Edward Abbey: on activism

One final paragraph of advice: do not burn yourselves out. Be as I am — a reluctant enthusiast… a part-time crusader, a half-hearted fanatic. Save the other half of yourselves and your lives for pleasure and adventure. It is not enough to fight for the land; it is even more important to enjoy it. While you can. While it’s still here. So get out there and hunt and fish and mess around with your friends, ramble out yonder and explore the forests, climb the mountains, bag the peaks, run the rivers, breathe deep of that yet sweet and lucid air, sit quietly for a while and contemplate the precious stillness, the lovely, mysterious, and awesome space. Enjoy yourselves, keep your brain in your head and your head firmly attached to the body, the body active and alive, and I promise you this much; I promise you this one sweet victory over our enemies, over those desk-bound men and women with their hearts in a safe deposit box, and their eyes hypnotized by desk calculators. I promise you this; You will outlive the bastards.

From a speech to environmentalists in Missoula, Montana, and in Colorado, which was published in High Country News, (September 24, 1976), under the title “Joy, Shipmates, Joy!”, as quoted in Saving Nature’s Legacy: Protecting and Restoring Biodiversity (1994) by Reed F. Noss, Allen Y. Cooperrider, and Rodger Schlickeisen. (see also similar lines quoted here.)

I am heading north to mountain bike, hike, kayak, snowshoe, and otherwise wander and enjoy in this spirit. Thanks, Ed.

Edward Abbey: on writing books

Ah yes, the head is full of books. The hard part is to force them down through the bloodstream and out through the fingers.

–From a 1976 letter to Frederick W. hills, editor in chief at McGraw-Hill, as quoted in Postcards from Ed: Dispatches and Salvos from an American Iconoclast.

I can just imagine, Ed. Thanks for taking the effort.

Edward Abbey: on Ernest Hemingway

You know I couldn’t resist one favorite writing about another.

Sheepmen and many others shoot [golden eagles] on sight, on general principles. Our hero Ernest Hemingway could not resist the temptation to bag an eagle now and then, though he hated himself afterward. Not an easy job to be, or to have been, Ernest Hemingway.

■ **Supplied information**
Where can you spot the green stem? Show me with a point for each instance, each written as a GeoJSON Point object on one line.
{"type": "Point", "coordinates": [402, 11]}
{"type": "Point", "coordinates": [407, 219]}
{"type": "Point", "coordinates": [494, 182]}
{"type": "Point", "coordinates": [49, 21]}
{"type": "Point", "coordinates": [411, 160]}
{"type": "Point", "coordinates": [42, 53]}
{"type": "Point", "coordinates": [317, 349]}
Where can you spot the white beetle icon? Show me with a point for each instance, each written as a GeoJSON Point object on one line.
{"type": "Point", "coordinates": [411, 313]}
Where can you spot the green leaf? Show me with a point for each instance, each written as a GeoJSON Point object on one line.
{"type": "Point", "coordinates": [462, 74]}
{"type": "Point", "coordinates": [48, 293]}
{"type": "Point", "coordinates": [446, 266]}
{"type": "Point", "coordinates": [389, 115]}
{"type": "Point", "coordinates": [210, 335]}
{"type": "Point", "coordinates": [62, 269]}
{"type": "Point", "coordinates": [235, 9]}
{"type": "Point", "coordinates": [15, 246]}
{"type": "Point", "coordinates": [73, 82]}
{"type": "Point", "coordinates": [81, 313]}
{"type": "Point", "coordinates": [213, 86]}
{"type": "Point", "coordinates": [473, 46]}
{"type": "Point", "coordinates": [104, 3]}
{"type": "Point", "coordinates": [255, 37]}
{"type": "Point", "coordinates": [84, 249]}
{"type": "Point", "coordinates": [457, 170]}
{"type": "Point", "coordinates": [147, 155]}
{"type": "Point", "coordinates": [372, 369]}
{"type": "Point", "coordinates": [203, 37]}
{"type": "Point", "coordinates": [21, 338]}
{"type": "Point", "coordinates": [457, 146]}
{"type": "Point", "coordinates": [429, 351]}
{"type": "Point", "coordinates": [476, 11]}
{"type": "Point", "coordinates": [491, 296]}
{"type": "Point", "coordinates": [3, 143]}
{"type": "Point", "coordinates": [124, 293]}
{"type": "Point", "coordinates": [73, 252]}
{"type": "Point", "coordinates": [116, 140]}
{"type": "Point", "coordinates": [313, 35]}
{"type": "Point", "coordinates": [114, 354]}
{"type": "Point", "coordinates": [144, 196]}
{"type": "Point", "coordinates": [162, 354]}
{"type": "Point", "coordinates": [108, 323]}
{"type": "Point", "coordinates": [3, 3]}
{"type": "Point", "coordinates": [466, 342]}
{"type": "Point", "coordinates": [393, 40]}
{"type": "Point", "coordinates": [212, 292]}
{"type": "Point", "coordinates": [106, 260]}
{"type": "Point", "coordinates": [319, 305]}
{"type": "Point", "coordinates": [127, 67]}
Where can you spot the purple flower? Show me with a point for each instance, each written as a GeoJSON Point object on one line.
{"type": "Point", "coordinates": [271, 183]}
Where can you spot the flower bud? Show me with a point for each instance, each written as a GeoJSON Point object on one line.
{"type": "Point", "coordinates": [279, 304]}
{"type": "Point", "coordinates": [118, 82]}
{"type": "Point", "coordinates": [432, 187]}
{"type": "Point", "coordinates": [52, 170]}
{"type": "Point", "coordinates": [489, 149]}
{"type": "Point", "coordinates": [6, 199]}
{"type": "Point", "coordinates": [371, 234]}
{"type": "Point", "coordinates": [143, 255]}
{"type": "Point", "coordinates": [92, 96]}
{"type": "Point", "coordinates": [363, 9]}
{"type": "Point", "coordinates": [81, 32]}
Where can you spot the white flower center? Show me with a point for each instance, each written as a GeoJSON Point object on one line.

■ **Work instructions**
1. In the Edward Abbey quotations page, under what title was his speech to environmentalists published in High Country News?
2. Write the next part of the Edward Abbey quotations page, picking up after its final sentence.

■ **Answers for the tasks**
1. "Joy, Shipmates, Joy!"

2.
–“Watching the Birds: the Windhover”, from Down the River

Aside from the obvious criticisms that could be made of Papa shooting eagles (we’ll let Abbey do that), that final sentence says a lot, doesn’t it? Not an easy job at all…

Edward Abbey: on opening a beer

The hardcases among us snap the tabs from cans of beer, kept cool like catfish in gunny sacks trailed in the river. Fssst! The others stare. Impossible to muffle that sudden release of CO2 under pressure, the conspicuous pop! Sounds like a grenade attack. Incoming! Nobody here flinches but everyone knows who is drinking the beer. And who’s been hoarding it. Would be helpful if some clever lad invented a more discreet, a more genteel mode of opening beer cans. A soft, susurrant, suspiring sort of … s i g h … might serve nicely. A sound that could pass, let us say, for the relaxed, simple, artless fart of a duchess. Ingenuous. But our technology continues to lag behind genuine human needs.

–“Running the San Juan,” from Down the River

I love this image of Abbey the hardcase, on the morning following some hard drinking, when everyone’s hungover, shocking his fellow river rafters with this beer can and picturing a more private option. And how about that artless fart of a duchess? An image if I ever read one. The sound effects and the concepts tickle me. Who wants a beer?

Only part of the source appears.